» TASK PROMPT: Reproduce exactly the line that contains "of the highway." and all lines that follow it in the records below, ending with the last one.

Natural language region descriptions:

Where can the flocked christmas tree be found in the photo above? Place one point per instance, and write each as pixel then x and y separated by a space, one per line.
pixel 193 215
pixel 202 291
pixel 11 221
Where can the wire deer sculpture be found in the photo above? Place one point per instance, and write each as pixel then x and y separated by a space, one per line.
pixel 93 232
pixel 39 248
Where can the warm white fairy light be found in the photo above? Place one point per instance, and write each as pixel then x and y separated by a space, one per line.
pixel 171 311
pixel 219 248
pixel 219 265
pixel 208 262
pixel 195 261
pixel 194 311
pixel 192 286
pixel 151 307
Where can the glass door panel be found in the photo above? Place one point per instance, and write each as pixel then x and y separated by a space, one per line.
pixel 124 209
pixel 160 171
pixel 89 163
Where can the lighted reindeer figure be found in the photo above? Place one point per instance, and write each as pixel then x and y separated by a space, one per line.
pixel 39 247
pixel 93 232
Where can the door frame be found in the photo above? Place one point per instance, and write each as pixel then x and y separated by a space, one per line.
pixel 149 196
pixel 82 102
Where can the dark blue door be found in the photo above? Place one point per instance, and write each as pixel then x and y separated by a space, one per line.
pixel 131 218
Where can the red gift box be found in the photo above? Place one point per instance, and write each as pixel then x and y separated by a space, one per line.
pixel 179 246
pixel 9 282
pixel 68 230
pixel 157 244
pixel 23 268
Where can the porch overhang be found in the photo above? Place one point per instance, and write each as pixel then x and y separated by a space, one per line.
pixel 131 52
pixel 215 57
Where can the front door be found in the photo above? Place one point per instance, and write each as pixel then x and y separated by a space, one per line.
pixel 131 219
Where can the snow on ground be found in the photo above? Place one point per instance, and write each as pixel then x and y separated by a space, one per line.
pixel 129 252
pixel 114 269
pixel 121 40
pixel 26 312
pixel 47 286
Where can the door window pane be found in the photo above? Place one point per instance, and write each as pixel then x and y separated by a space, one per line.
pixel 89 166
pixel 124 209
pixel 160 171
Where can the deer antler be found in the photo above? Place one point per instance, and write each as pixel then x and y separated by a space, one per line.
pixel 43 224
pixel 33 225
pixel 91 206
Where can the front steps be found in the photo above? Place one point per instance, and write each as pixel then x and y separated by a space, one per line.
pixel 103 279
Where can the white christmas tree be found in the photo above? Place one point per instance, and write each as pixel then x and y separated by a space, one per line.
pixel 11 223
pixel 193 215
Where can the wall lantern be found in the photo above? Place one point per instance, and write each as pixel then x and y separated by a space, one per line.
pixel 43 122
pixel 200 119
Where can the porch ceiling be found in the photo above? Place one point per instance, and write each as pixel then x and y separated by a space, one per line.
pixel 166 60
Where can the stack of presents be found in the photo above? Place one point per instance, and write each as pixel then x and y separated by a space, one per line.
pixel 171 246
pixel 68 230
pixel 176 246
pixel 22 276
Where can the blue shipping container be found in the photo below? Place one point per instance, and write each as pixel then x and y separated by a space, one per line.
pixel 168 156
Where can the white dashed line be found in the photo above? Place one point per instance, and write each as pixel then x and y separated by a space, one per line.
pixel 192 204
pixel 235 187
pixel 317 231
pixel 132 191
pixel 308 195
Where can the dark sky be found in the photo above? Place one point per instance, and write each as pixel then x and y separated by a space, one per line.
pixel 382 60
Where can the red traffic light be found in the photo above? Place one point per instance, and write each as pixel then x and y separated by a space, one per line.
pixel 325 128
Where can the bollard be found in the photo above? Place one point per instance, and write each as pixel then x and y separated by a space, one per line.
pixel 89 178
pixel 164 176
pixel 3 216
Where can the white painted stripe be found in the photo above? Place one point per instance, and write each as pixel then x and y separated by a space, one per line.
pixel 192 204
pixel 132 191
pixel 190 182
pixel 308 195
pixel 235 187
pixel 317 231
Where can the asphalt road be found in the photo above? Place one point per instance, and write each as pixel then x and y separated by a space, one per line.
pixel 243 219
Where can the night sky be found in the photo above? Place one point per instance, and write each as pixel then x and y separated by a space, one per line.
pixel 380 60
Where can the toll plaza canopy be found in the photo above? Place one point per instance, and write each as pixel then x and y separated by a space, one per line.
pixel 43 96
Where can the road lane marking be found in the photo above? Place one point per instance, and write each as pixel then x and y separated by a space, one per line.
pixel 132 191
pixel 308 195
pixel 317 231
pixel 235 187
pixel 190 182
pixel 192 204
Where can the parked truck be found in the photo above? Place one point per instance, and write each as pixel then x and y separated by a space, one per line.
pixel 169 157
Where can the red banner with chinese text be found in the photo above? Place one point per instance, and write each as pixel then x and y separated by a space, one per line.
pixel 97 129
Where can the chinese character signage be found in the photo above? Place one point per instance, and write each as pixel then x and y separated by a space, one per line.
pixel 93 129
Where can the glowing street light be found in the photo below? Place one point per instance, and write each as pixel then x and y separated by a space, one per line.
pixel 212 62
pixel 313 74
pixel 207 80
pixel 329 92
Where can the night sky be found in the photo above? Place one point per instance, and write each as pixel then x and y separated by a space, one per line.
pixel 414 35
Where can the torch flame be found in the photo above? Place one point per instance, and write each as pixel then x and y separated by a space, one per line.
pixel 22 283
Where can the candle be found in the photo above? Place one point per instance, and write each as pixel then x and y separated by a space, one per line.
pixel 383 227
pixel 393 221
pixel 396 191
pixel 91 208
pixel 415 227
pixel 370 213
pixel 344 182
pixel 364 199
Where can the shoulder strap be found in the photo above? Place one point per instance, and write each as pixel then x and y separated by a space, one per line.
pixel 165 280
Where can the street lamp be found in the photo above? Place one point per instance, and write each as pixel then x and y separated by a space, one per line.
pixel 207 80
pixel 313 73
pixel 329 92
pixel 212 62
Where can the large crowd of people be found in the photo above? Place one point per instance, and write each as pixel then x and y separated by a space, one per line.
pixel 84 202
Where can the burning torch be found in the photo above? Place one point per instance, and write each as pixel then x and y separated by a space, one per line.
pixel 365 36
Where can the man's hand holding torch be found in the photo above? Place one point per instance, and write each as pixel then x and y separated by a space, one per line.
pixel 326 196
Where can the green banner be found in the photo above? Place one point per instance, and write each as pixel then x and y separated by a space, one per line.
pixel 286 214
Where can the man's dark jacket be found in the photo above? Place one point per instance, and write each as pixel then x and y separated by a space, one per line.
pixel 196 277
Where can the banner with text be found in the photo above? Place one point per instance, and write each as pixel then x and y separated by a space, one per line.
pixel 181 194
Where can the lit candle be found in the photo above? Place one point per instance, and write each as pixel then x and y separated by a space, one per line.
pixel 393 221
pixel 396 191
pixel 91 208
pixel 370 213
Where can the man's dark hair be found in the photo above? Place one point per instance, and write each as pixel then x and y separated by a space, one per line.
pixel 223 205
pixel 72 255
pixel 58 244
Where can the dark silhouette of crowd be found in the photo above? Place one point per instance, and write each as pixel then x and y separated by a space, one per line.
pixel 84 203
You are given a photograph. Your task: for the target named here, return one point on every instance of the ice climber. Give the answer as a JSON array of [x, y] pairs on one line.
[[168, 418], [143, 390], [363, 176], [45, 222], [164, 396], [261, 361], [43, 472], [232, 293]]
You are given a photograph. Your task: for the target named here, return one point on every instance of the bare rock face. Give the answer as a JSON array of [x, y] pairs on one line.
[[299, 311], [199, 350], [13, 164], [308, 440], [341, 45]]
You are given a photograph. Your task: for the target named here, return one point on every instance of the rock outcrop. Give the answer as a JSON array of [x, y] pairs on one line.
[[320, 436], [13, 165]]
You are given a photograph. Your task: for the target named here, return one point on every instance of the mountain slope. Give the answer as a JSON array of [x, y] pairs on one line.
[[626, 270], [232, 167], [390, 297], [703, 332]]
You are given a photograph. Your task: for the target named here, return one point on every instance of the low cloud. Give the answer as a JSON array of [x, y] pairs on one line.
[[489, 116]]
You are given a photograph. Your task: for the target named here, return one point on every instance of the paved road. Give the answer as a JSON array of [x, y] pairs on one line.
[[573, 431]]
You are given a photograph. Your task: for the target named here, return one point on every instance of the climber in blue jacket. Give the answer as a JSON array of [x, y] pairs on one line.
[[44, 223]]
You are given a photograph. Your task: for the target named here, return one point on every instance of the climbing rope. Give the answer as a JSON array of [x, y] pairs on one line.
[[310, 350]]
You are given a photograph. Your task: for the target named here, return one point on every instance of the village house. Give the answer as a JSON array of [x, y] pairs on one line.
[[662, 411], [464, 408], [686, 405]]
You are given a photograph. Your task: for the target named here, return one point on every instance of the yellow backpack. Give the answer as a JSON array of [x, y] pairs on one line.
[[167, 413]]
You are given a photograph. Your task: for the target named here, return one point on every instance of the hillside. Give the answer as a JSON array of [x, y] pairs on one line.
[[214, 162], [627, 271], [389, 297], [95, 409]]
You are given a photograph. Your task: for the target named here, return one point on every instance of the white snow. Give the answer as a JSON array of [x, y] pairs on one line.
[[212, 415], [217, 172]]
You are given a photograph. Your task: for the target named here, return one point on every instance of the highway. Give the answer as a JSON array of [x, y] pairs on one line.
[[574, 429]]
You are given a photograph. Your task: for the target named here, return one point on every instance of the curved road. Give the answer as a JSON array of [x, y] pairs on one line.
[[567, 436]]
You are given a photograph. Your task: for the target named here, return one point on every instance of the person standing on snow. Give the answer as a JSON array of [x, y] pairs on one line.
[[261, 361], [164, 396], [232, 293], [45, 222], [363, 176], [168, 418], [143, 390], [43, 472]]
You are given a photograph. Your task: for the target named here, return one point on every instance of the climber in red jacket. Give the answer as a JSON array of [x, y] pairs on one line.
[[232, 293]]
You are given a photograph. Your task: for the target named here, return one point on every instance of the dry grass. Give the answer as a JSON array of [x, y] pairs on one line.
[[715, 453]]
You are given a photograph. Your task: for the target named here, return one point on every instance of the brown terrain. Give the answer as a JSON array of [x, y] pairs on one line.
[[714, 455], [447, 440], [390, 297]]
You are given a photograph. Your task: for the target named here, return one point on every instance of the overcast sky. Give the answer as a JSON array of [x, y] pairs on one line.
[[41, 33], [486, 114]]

» YOUR SOLUTION:
You are given a photograph. Your task: for the target named here, return one point on every instance of the highway. Give the answer as a JSON array of [x, y] pairs on one line.
[[574, 429]]
You are given a photograph. Your task: for the target named here, return one point on every instance of the curved road. Give the answer as a JSON array of [x, y] pairs on one line.
[[567, 436]]
You are given a photograph. Your task: for the target named here, return one point on every instance of the person standing on snow. Give the answer as a JSON array of [x, y] pairs on one line.
[[261, 361], [164, 396], [232, 293], [45, 222], [363, 176], [168, 418], [143, 390], [43, 472]]
You are given a photograph. Your task: for the target named here, return one point on every instance of the climber in red jacket. Give the answer as a JSON array of [x, y] pairs on one line.
[[232, 293]]
You are given a photograph. Your task: for the target named here, return one point on every instance of the dry grass. Give the answer as a JSON array of [x, y] pairs on one line.
[[715, 453]]
You are given a photograph. Your task: for the target named here, return one point on every instance of the brown terrain. Give the answer as a JSON array of [x, y] pairs on one line.
[[714, 455], [447, 440], [390, 297]]
You are given a photograph. Your task: for the target named here, return one point on every instance of the overcast sky. Give the answer as a JSON array of [x, y] pairs on one line.
[[41, 33], [486, 114]]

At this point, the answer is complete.